(Task data begins)

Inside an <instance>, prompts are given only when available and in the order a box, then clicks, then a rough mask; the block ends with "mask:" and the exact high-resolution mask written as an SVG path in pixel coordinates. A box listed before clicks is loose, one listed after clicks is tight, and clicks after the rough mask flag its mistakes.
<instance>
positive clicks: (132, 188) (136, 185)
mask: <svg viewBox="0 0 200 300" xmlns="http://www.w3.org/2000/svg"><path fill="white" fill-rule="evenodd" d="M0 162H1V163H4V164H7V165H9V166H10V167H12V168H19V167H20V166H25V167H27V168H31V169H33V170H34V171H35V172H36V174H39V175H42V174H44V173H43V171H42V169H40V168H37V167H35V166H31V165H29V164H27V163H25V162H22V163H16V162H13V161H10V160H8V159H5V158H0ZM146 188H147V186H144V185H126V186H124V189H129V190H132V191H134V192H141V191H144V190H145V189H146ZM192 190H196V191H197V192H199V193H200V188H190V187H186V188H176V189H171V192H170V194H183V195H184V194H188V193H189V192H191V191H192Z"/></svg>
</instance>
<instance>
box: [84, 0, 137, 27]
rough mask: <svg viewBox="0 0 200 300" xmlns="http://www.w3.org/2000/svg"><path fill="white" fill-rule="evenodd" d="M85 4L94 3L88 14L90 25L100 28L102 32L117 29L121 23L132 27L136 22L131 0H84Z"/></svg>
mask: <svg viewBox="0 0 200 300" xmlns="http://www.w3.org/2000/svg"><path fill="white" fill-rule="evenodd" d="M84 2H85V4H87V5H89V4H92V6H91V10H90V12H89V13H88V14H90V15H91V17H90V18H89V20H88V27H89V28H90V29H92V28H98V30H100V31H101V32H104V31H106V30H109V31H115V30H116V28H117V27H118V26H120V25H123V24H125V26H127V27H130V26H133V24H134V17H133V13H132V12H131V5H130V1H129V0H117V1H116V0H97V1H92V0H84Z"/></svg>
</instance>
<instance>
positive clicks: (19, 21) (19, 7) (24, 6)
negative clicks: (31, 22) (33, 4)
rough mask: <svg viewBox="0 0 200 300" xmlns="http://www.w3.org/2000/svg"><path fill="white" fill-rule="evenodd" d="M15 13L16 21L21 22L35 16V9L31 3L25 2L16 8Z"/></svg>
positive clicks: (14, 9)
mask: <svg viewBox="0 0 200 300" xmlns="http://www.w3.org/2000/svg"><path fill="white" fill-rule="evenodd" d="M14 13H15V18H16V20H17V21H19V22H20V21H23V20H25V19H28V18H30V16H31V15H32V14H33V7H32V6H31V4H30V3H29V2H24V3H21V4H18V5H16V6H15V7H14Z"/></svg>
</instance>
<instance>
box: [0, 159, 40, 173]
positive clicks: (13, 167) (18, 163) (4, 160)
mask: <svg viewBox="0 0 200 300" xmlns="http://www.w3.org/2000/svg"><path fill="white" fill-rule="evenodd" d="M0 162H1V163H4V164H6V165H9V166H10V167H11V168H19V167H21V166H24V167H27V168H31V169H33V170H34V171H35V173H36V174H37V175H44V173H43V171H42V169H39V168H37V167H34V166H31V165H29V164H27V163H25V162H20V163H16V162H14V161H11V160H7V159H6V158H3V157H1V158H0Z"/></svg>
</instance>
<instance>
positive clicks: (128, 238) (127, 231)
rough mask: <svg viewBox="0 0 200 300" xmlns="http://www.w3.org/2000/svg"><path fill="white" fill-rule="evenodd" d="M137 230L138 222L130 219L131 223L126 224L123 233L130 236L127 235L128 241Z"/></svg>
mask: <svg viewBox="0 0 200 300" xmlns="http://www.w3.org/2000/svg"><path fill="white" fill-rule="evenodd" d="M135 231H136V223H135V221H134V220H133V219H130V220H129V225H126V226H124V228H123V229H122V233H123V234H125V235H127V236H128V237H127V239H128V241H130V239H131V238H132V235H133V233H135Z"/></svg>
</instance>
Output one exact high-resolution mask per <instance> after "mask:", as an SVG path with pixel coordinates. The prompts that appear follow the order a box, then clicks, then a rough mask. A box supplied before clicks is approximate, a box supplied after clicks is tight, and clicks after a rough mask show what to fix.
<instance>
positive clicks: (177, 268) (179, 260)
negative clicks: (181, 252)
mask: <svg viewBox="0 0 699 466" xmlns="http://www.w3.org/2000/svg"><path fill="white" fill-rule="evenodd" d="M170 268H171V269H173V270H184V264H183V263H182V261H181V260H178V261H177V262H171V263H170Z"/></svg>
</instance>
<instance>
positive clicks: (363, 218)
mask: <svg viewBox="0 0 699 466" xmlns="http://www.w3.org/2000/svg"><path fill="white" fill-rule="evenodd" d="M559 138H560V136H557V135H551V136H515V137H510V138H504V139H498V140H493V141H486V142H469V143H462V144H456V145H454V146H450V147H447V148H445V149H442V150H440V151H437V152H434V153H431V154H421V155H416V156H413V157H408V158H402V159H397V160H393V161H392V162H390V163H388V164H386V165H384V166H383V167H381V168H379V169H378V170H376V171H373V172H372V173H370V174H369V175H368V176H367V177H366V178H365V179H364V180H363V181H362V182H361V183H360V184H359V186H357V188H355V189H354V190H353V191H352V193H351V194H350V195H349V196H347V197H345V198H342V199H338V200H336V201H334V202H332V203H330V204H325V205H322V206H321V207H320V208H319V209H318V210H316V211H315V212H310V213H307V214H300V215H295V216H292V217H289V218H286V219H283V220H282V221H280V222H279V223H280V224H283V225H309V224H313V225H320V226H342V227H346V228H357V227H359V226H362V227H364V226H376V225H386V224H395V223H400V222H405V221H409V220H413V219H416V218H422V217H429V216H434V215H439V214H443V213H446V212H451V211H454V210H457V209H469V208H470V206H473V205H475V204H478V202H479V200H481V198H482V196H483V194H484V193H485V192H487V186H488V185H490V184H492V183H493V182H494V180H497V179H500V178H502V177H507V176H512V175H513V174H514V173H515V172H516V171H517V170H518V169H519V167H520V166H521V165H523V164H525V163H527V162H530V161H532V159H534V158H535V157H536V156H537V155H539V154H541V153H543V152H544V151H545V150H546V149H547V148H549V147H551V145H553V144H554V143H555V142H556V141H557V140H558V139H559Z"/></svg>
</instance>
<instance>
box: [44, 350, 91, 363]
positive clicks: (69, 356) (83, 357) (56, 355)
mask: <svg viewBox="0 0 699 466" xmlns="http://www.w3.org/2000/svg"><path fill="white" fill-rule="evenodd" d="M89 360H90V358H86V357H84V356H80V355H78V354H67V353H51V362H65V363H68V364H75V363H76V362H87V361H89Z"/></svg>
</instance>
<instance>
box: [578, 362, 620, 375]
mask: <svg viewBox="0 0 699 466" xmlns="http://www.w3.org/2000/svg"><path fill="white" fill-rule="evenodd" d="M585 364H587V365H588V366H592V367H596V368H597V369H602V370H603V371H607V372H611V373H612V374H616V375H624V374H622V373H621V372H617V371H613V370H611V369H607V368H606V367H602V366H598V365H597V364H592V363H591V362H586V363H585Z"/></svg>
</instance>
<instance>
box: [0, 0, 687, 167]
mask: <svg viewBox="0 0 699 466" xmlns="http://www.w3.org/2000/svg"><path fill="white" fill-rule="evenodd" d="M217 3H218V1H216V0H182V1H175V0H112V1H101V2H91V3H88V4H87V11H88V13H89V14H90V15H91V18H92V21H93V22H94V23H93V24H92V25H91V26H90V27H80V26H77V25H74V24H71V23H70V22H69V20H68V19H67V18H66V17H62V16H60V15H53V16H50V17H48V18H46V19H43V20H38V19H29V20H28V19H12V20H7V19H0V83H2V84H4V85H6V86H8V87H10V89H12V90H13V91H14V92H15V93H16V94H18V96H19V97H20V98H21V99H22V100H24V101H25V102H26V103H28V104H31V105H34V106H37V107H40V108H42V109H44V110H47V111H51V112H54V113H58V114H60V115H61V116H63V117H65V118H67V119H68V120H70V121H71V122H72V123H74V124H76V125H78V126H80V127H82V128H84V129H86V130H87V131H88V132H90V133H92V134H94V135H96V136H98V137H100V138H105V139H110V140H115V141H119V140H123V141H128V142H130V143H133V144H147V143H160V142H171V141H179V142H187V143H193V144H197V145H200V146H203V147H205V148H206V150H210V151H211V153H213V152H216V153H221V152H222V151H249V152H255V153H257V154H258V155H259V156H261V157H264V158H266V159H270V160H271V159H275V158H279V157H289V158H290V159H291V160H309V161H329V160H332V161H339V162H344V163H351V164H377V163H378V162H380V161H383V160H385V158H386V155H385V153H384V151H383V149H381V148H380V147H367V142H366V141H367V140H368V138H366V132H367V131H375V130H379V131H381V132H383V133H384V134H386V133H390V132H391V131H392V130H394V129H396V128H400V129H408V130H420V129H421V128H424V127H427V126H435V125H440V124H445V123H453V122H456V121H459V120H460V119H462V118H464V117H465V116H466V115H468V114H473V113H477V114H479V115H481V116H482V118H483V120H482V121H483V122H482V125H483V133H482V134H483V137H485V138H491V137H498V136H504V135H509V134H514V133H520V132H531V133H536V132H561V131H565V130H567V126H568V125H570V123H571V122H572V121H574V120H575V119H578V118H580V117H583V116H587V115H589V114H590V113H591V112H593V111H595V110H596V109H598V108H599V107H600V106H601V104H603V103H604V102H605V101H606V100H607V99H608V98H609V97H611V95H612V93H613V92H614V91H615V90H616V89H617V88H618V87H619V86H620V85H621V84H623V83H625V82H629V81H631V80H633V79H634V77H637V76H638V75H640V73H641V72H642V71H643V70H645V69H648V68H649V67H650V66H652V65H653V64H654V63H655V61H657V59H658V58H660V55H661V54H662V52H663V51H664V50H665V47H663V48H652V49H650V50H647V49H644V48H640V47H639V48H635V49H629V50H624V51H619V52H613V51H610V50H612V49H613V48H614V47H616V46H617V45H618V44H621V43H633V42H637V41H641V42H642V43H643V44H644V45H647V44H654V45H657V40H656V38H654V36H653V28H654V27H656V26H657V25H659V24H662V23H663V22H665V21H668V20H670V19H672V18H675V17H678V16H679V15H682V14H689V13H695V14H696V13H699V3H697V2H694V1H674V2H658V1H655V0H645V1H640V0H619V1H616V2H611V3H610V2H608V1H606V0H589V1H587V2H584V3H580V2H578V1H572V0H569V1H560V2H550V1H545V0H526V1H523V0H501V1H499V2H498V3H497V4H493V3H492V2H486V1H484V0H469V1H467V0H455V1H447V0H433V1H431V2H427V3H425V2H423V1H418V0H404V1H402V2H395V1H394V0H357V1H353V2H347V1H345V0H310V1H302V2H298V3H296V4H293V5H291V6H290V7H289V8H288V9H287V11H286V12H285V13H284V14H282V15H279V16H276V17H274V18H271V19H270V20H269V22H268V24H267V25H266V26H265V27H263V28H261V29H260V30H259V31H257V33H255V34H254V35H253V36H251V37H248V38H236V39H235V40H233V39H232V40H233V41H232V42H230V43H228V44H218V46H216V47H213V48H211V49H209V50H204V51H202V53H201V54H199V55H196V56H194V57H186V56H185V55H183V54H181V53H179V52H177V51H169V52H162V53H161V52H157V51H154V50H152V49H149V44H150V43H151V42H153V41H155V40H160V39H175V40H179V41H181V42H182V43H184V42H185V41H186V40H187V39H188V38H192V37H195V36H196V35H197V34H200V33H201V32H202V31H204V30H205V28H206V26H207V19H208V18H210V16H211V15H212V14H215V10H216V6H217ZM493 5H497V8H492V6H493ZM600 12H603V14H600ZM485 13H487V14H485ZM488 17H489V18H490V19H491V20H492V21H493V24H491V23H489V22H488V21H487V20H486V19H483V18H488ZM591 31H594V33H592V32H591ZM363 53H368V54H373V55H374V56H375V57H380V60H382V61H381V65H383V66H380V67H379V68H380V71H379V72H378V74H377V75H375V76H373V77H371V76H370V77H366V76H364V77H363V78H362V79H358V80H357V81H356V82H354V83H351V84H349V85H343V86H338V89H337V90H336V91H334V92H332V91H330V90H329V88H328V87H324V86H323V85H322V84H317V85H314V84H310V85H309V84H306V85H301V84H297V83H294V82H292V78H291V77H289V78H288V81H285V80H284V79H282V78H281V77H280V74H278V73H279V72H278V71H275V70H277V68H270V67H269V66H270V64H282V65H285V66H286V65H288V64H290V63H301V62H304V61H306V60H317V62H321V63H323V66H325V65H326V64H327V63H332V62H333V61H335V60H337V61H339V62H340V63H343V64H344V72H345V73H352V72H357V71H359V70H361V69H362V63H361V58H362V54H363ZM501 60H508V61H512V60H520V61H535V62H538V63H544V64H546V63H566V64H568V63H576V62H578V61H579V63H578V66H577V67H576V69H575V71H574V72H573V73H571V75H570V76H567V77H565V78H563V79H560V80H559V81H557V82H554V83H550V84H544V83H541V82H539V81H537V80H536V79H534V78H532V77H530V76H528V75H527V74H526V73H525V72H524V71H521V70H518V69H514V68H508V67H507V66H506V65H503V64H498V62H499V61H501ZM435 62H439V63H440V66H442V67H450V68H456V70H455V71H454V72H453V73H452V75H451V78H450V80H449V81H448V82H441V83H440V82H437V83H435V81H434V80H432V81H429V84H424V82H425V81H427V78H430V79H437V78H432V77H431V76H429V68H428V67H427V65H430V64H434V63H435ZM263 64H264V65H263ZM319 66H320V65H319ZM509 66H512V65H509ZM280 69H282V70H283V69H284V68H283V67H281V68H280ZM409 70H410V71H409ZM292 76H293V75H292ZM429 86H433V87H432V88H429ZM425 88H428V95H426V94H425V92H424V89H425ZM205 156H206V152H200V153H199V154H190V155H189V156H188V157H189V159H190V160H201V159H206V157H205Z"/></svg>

(Task data ends)

## Description of the task:
Count the lines in the entries above that hold the string "after", and give that count without any other text.

## Answer to this exercise:
2